Instruction: Return every line in the items below that contains the word "sticker".

▼

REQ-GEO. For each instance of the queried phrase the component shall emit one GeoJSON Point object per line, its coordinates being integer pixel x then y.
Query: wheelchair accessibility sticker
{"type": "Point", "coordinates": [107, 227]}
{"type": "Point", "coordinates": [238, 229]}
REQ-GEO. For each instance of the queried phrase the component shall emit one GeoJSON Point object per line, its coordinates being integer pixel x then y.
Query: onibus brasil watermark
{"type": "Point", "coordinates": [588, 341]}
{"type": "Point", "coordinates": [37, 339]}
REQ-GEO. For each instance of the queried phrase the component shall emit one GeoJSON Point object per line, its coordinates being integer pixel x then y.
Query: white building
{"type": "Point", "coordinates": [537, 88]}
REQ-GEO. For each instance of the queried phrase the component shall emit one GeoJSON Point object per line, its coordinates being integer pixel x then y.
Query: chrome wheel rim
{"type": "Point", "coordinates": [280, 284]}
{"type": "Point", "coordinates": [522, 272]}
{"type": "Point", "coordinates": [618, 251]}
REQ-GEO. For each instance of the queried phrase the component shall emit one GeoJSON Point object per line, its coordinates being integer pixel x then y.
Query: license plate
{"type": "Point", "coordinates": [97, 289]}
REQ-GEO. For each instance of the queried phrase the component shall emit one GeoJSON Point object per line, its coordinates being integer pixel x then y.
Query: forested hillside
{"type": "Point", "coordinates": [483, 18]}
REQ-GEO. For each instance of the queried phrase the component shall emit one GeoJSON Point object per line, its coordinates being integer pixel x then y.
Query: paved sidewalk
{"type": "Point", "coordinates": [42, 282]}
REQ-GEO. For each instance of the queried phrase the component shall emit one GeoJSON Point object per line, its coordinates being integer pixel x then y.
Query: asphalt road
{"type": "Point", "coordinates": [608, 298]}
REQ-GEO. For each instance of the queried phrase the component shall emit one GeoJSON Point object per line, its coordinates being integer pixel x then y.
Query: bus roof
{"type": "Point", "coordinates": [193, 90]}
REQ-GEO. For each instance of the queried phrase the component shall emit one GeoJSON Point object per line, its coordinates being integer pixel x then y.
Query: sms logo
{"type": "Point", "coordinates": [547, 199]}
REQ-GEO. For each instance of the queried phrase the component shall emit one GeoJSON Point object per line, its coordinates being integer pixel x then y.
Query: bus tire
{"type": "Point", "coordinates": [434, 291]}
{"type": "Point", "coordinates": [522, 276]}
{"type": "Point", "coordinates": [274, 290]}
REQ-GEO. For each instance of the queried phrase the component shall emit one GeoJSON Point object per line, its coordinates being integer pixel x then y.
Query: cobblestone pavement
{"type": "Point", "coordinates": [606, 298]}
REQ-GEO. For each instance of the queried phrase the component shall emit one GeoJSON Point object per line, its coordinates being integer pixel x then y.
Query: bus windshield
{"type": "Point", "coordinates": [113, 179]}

▲
▼

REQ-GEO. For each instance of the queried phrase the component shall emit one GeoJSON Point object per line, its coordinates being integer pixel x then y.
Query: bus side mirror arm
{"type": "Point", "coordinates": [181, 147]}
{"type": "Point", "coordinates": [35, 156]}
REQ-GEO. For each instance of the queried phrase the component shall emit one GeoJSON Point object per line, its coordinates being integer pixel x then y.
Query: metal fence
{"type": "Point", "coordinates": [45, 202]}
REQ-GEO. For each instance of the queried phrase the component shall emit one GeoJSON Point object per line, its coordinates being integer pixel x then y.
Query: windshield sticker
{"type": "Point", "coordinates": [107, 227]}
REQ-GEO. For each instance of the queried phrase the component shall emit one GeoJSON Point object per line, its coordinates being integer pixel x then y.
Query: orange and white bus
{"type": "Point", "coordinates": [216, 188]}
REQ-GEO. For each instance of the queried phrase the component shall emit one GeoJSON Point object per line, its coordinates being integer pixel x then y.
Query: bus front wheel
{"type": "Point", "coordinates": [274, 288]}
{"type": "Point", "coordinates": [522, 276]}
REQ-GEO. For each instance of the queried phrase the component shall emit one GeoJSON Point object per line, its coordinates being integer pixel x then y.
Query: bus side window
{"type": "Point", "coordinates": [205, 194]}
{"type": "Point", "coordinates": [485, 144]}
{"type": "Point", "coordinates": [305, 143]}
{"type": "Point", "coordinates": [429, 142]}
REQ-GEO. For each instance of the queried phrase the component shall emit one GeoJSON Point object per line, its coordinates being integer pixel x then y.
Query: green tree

▲

Task output:
Query: wheelchair accessibility sticker
Query: windshield sticker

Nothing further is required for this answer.